●文:松本隆一/編集部
「うちのクルマはまだ乗れる……」は、かなりもったいない選択
松本「今回はもったいぶらず、結論からいっちゃおうか?」
担当「そういうのもアリですよね。いっちゃってください」(笑)
松本「この夏はズバリ、新車の買い替え時だ!」
担当「おっ、いきなり断言ですか?」
松本「間違いないね。『今夏、新車を買い替えようか? それとももう少し先にしようか?』なんて迷っていたら、即、動いたほうがいい。ぐずぐずしていると、チャンスを逃すよ」
担当「で、その理由は?」
松本(どや顔で)「またまた〝中古車バブル〟がきているのだよ」
担当「おおっ、中古車が高騰すれば、下取り額もあがる……」
松本「下取り額があがれば、新車が安く買える……」
担当「だから〝ズバリ買い替え時!〟ってわけですね」
松本「めでたし、めでたし……では、また来週……」(席を立つ)
担当「お疲れさまでした……って、そんなわけにはいきませんよ(笑)……〝おおっ、なるほど!〟って膝を打てるような、説明をお願いします」
いま中古車市場では、タマ不足が深刻な問題に……
松本(座り直して)「中古車の値段は〝需要と供給〟によって決まってくるよね」
担当「世界の常識です」
松本「いま中古車市場では急激に品不足となってきているんだよ。商品のことを、中古車業界では〝タマ〟っていうけど……タマ不足になれば、需要と供給のバランスが崩れて、中古車の値段があがるってわけだ」
担当「それって、数年前にも起こりましたよね」
松本「2021年頃から半導体が供給不足に陥り、新車の生産に大きな支障が出始めた」
担当「そこからえらいことになりましたよね。『納車まで数か月待ちは当たり前、1年待ち、2年待ち』なんて、異常事態が続きましたね」

· · · · ·

■ **目的 1**: データ行の最初の行から「[(127, 494)]」を含む行まで、両端の行も含めてそのまま書き写してください。

· · · · ·

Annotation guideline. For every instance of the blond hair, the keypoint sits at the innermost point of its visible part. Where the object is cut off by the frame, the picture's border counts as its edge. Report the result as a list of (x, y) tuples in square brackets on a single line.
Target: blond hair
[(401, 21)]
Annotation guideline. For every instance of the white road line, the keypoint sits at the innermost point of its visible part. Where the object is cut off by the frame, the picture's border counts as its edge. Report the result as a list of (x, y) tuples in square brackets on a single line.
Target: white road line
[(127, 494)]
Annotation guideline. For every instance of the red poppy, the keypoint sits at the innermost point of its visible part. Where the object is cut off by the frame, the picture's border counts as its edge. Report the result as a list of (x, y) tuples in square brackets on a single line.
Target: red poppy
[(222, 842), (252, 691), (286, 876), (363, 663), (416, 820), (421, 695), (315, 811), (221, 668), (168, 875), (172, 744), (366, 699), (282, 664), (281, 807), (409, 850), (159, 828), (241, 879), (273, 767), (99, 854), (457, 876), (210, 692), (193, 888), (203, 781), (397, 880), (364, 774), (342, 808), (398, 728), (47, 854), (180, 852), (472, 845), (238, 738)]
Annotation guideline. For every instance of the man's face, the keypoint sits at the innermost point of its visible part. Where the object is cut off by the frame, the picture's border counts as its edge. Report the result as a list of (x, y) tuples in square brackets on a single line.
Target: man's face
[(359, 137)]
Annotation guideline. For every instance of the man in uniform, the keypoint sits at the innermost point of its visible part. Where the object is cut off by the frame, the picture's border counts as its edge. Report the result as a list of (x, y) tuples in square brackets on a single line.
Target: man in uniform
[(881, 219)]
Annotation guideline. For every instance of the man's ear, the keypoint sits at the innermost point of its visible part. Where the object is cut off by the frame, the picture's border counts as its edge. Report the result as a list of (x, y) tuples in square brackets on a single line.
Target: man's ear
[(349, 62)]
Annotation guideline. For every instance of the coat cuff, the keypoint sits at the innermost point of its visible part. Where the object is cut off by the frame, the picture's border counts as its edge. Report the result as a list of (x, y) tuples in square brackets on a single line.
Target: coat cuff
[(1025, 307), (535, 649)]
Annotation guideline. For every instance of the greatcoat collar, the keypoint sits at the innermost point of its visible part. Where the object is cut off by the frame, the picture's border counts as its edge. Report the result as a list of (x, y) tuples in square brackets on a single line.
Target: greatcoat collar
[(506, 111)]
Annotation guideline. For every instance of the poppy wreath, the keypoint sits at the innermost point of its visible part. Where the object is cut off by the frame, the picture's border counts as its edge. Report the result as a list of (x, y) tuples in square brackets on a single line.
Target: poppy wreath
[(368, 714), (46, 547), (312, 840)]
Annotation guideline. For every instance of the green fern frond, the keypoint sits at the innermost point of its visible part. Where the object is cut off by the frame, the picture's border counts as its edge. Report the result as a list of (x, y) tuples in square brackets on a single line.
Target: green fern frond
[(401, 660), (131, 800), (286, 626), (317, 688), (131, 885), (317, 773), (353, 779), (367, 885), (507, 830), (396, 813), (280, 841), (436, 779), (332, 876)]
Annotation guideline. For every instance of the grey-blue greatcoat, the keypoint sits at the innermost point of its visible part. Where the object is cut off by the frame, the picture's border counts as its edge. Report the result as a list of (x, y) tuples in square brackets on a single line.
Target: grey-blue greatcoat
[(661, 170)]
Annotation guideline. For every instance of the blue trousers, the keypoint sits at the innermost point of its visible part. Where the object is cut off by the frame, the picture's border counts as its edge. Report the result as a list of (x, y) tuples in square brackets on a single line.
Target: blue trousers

· · · · ·

■ **目的 2**: 提示文によると、2021年頃から供給不足に陥り、新車の生産に大きな支障を出し始めたものは何ですか。

■ **正解 1**:
Annotation guideline. For every instance of the blond hair, the keypoint sits at the innermost point of its visible part. Where the object is cut off by the frame, the picture's border counts as its edge. Report the result as a list of (x, y) tuples in square brackets on a single line.
Target: blond hair
[(401, 21)]
Annotation guideline. For every instance of the white road line, the keypoint sits at the innermost point of its visible part. Where the object is cut off by the frame, the picture's border counts as its edge. Report the result as a list of (x, y) tuples in square brackets on a single line.
Target: white road line
[(127, 494)]

■ **正解 2**: 半導体